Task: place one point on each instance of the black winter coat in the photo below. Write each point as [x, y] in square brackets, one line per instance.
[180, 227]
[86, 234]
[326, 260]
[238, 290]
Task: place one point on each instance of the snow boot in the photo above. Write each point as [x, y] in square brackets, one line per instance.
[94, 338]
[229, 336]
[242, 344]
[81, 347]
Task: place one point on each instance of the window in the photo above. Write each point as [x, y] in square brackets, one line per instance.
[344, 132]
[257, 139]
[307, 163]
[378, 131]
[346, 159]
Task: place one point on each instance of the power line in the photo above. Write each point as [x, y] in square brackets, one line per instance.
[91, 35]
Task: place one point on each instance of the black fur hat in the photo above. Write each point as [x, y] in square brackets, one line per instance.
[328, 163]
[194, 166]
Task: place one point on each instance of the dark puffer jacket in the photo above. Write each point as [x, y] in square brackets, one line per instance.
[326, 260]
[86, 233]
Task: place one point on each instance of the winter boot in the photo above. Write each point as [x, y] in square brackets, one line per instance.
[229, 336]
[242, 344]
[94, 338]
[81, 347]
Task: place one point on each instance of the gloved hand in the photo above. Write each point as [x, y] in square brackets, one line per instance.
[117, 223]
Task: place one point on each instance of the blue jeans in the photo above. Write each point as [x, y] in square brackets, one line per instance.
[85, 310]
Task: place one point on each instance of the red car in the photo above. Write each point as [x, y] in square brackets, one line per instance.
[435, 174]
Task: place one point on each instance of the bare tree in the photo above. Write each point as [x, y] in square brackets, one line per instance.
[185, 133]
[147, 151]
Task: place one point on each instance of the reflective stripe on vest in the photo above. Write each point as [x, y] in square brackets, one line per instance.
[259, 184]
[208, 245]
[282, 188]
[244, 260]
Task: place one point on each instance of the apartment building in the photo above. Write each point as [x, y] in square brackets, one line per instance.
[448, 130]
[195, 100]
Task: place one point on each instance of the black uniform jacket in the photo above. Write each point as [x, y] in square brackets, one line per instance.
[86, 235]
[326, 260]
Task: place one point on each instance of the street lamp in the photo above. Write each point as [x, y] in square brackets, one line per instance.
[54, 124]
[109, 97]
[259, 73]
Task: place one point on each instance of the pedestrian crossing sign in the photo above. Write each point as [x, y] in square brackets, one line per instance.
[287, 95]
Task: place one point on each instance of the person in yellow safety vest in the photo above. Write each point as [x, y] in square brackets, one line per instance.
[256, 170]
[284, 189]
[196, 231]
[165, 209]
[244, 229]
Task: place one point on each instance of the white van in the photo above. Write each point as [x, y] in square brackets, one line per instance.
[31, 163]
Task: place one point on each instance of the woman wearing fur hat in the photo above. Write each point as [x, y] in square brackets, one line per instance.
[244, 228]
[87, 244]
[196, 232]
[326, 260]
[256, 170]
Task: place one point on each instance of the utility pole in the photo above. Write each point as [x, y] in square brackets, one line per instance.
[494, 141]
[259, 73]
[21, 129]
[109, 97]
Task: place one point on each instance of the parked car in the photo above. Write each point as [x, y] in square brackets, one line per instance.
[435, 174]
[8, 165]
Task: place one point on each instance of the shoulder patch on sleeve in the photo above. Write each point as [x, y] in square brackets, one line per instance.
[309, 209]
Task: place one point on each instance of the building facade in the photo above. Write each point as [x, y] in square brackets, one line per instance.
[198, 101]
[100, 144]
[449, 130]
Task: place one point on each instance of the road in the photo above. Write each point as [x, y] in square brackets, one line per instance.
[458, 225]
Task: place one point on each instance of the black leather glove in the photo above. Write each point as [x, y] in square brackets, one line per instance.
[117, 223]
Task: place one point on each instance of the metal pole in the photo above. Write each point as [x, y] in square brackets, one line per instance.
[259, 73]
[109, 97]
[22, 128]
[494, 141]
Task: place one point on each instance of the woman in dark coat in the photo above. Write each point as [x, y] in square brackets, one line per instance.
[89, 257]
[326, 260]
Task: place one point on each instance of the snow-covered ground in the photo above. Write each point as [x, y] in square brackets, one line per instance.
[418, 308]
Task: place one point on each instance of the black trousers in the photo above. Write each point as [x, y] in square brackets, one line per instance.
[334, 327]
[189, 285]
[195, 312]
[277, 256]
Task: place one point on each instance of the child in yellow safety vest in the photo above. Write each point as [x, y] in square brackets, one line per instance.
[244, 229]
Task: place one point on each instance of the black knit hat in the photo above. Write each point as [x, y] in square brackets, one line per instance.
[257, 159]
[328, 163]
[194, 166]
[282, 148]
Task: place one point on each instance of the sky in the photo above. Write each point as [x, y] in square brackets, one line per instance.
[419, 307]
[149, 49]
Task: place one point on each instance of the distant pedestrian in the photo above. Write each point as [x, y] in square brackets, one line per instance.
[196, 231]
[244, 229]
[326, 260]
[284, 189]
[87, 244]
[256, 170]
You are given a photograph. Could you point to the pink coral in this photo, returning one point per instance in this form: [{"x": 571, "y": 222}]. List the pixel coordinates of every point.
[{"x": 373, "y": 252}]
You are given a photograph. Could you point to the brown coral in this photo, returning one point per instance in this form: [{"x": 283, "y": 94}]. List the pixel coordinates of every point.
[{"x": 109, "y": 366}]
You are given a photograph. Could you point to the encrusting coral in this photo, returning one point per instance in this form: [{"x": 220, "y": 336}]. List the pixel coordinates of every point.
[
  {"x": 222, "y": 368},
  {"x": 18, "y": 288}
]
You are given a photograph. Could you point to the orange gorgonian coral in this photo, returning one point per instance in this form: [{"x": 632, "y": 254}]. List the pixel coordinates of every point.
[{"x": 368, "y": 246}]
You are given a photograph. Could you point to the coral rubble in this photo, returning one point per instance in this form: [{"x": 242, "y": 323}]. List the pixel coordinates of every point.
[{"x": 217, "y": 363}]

++++++++

## Description of the task
Output the records above exactly as written.

## Your response
Task: place one point on each instance of the black winter coat in the photo below. Write each point as [x, y] in square brackets, one line per instance.
[180, 227]
[86, 234]
[326, 260]
[238, 290]
Task: place one point on each instance of the snow boot in the photo above. Write each point as [x, y] in square brackets, one line per instance.
[94, 338]
[229, 336]
[242, 344]
[81, 347]
Task: place one point on each instance of the window in the photo above. Write each point as [x, y] in square brackets, one line per instance.
[344, 132]
[257, 139]
[307, 163]
[378, 131]
[346, 159]
Task: place one point on each instance of the power line in the photo above. Write each point as [x, y] in square brackets, one line per instance.
[91, 35]
Task: place one point on each instance of the black fur hat in the photo above. Write each point as [x, y] in square brackets, one line per instance.
[328, 163]
[194, 166]
Task: place one point on each instance of the dark puffer jacket in the photo above. Write each point as [x, y] in square brackets, one line per instance.
[326, 260]
[86, 233]
Task: place one point on each instance of the winter boot in the photo above. Write each point as [x, y] in square brackets, one line per instance.
[229, 336]
[242, 344]
[94, 338]
[81, 347]
Task: place one point on each instance of the gloved hand in the photo above. Write each point as [x, y] in square brackets, one line per instance.
[117, 223]
Task: place one point on each instance of the blue jeans in the photo above. Write each point as [x, y] in square brackets, one line per instance.
[85, 310]
Task: place one point on each instance of the red car in the photo above. Write each point as [x, y] in square brackets, one line per instance.
[435, 174]
Task: place one point on each instance of the bare tree in the photo above. Write each point as [x, y] in square brackets, one line per instance.
[185, 133]
[147, 151]
Task: place one point on each instance of the reflective stripe on vest in the photo above. Write each point as [x, y] in square brackets, one line per instance.
[259, 184]
[208, 245]
[282, 188]
[244, 260]
Task: place one point on each instance of the apartment building in the photo above. Write each point as [x, y] in square brackets, one line per instance.
[448, 130]
[195, 100]
Task: place one point on each instance of the black uniform jacket in the photo above. Write each point as [x, y] in square brackets, one line per instance.
[86, 235]
[326, 260]
Task: place one point on each instance of the street lamp in the photo above. Write each point as [x, y] in square brackets, one line per instance.
[54, 124]
[109, 97]
[259, 73]
Task: place one point on each instance of the pedestrian crossing sign in the photo above. Write each point as [x, y] in square brackets, one line per instance.
[287, 95]
Task: place one point on each instance of the person in yellow safety vest in the photo above. Write each point as [x, y] in square brackets, one line per instance.
[256, 170]
[284, 189]
[196, 231]
[165, 209]
[244, 229]
Task: place one point on each instance of the white van in the photo above. Write each point as [x, y] in square brackets, one line per instance.
[31, 163]
Task: place one point on each instance of the woman wearing fur hat in the photo above. Write each point as [x, y] in square brackets, one line per instance.
[244, 228]
[87, 244]
[196, 232]
[326, 260]
[256, 170]
Task: place one point on each instance of the utility pole in the photo above. Write each point as [x, y] in square brackets, one line per instance.
[494, 141]
[259, 73]
[21, 129]
[109, 97]
Task: place one point on each instance of the parked car in the photo above. Write each point as [x, y] in square brackets, one line per instance.
[435, 174]
[8, 165]
Task: place one point on each instance of the shoulder patch on sleeve in the photo above. Write each point as [x, y] in square brackets, one line per instance.
[309, 209]
Task: place one point on each instance of the building facade in the photo above. Write each point as [x, y] in square brackets, one line per instance.
[198, 101]
[100, 144]
[449, 130]
Task: place one point on each instance of the road in the photo above. Write each point as [x, y] in square brackets, one line per instance.
[458, 225]
Task: place one point on each instance of the black leather glove in the photo above. Write each point as [x, y] in square brackets, one line per instance.
[117, 223]
Task: place one point on each instance of the metal pole in the photo above. Write each point as [x, y] in square brackets, one line per instance.
[259, 73]
[109, 97]
[22, 128]
[494, 141]
Task: place one point on each instance of the woman in dark coat in the photo above. Write each point as [x, y] in square brackets, one line per instance.
[89, 257]
[326, 260]
Task: place one point on each instance of the snow-covered ground in the photo above. Write each point as [x, y] in square brackets, one line per instance.
[418, 308]
Task: place one point on each instance of the black trousers in the photo above. Write each point as [x, y] in square brackets, one line per instance.
[334, 327]
[189, 285]
[195, 312]
[277, 256]
Task: place one point on each instance of the child in yellow safety vest in the photo above. Write each point as [x, y] in square brackets, one line per instance.
[244, 229]
Task: place one point on each instance of the black knit hat in the photo above. Write each point as [x, y] in square brackets, one line per instance.
[257, 159]
[328, 163]
[194, 166]
[282, 148]
Task: place one point on each instance of the sky in the photo above. Write each point as [x, y] in square brackets, one line per instance.
[419, 307]
[149, 49]
Task: place one point on each instance of the distant pedestrian in the photo above. Write each point as [x, y] in square brackets, one line per instance.
[196, 231]
[244, 229]
[326, 260]
[284, 189]
[87, 244]
[256, 170]
You are given a photograph. Could you point to the pink coral in this photo, returning one point per instance in this form: [{"x": 571, "y": 222}]. List the pixel coordinates of every point.
[{"x": 373, "y": 252}]
You are given a photograph. Could you point to the brown coral in this photo, returning one point per instance in this form: [{"x": 283, "y": 94}]. List the pixel coordinates of every point.
[{"x": 109, "y": 366}]
You are given a photograph. Could you point to the encrusting coral in this photo, returning one point per instance in this form: [{"x": 220, "y": 336}]. List the pixel coordinates of every point.
[
  {"x": 222, "y": 368},
  {"x": 18, "y": 288}
]
You are given a photograph. Could you point to the orange gorgonian coral in this photo, returning one point per instance in this form: [{"x": 632, "y": 254}]. List the pixel coordinates of every point.
[{"x": 368, "y": 246}]
You are given a photograph. Could you point to the coral rubble in this photo, returning one point per instance in this form: [{"x": 242, "y": 323}]. List the pixel coordinates of every point.
[{"x": 217, "y": 363}]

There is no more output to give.